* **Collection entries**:
· · · ·
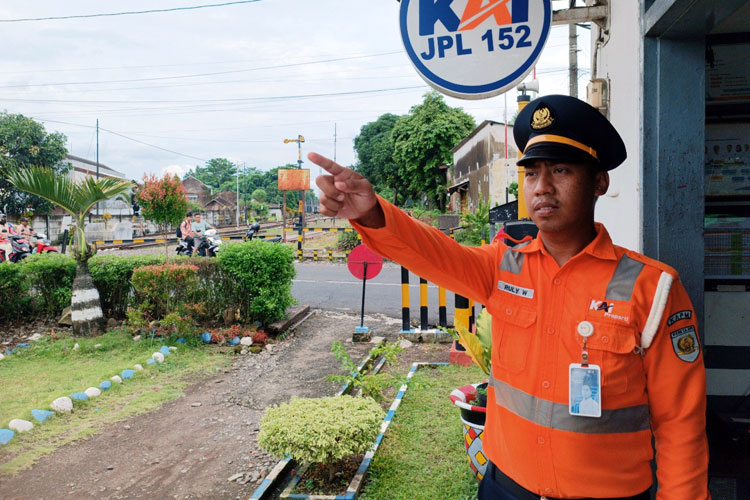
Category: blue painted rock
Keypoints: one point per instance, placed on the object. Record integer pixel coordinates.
(6, 435)
(41, 415)
(79, 396)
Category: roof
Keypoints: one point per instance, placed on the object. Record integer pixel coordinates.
(84, 165)
(476, 131)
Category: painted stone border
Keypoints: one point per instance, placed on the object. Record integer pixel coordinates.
(281, 467)
(64, 404)
(354, 486)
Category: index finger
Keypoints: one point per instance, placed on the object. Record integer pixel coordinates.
(325, 163)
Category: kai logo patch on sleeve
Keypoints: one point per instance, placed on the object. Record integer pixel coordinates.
(685, 343)
(678, 316)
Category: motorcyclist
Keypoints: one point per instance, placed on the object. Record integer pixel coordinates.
(186, 232)
(5, 230)
(199, 228)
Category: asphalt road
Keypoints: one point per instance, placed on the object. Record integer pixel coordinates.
(331, 286)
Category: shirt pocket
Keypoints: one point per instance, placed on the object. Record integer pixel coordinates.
(516, 333)
(611, 347)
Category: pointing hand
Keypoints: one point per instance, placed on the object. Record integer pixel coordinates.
(346, 194)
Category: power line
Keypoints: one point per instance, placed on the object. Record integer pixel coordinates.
(127, 13)
(197, 75)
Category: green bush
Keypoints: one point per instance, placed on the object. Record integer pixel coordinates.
(159, 289)
(320, 430)
(347, 241)
(51, 277)
(14, 292)
(258, 279)
(112, 275)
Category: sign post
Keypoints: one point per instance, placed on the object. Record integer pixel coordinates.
(364, 264)
(474, 49)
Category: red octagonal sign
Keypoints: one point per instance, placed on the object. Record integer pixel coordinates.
(357, 259)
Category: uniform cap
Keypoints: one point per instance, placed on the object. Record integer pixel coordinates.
(566, 129)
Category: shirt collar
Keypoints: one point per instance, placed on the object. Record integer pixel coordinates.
(601, 247)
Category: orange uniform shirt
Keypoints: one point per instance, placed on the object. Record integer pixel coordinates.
(536, 306)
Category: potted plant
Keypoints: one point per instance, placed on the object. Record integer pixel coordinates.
(472, 398)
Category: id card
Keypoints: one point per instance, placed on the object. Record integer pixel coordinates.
(585, 395)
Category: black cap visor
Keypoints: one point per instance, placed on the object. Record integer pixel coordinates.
(556, 152)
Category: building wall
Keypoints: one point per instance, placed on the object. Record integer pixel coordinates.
(620, 60)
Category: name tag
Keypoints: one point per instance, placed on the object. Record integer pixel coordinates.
(527, 293)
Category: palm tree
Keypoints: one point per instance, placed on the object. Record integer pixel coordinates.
(76, 198)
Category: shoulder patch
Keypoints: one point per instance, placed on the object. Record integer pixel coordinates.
(685, 343)
(679, 316)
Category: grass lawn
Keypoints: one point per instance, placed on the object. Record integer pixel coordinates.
(32, 378)
(422, 455)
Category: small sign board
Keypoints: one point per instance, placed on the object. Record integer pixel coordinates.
(294, 179)
(474, 49)
(357, 259)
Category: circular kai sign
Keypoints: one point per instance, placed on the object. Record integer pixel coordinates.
(473, 49)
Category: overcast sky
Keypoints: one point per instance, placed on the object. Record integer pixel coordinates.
(230, 81)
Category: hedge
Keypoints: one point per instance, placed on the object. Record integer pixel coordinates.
(253, 277)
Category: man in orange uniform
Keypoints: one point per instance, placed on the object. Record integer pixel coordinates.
(568, 309)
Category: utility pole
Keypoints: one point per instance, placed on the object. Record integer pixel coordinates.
(572, 57)
(97, 160)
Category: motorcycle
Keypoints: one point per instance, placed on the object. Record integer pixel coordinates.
(43, 245)
(20, 249)
(208, 244)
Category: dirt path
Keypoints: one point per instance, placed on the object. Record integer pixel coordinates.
(190, 447)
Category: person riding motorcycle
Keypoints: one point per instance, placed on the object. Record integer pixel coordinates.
(199, 228)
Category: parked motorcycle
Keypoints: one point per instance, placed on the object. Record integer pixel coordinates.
(43, 245)
(20, 249)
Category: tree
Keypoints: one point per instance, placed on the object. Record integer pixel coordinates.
(374, 147)
(422, 143)
(23, 143)
(76, 198)
(162, 201)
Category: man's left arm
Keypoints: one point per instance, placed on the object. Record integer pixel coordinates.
(676, 385)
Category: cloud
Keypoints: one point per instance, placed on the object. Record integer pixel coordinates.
(178, 170)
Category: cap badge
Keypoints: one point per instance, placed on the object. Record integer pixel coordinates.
(541, 118)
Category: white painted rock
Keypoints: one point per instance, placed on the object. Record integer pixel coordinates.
(19, 425)
(93, 392)
(62, 405)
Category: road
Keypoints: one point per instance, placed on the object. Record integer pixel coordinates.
(331, 286)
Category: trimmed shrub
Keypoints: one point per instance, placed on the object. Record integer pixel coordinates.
(161, 288)
(321, 430)
(258, 279)
(14, 292)
(51, 277)
(112, 274)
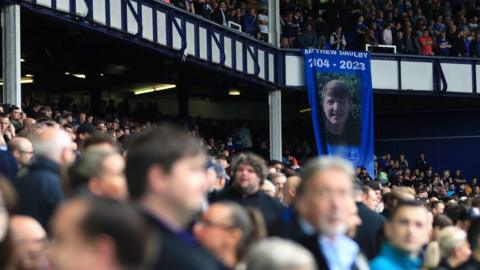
· · · ·
* **THE TASK**: Please reproduce exactly and only the lines from the first line of the records through the line containing "Category: shirt pocket", both included, omitting any pictures.

* **ANSWER BOX**:
Category: blue painted rock
Keypoints: one point per instance, placed on the object. Record integer pixel coordinates.
(6, 435)
(41, 415)
(79, 396)
Category: roof
Keypoints: one point per instance, placed on the object. Record integer pixel coordinates.
(84, 165)
(476, 131)
Category: painted stone border
Keypoints: one point per instance, placed on the object. Record integer pixel coordinates.
(281, 467)
(64, 404)
(354, 486)
Category: index finger
Keypoints: one point per instance, placed on the object. Record integer pixel coordinates.
(325, 163)
Category: kai logo patch on sleeve
Keypoints: one point per instance, placed on the object. Record integer pixel coordinates.
(685, 343)
(678, 316)
Category: motorcyclist
Keypoints: one point per instance, placed on the object. Record integer pixel coordinates.
(186, 232)
(5, 230)
(199, 228)
Category: asphalt road
Keypoints: one point per instance, placed on the object. Record integer pixel coordinates.
(331, 286)
Category: shirt pocket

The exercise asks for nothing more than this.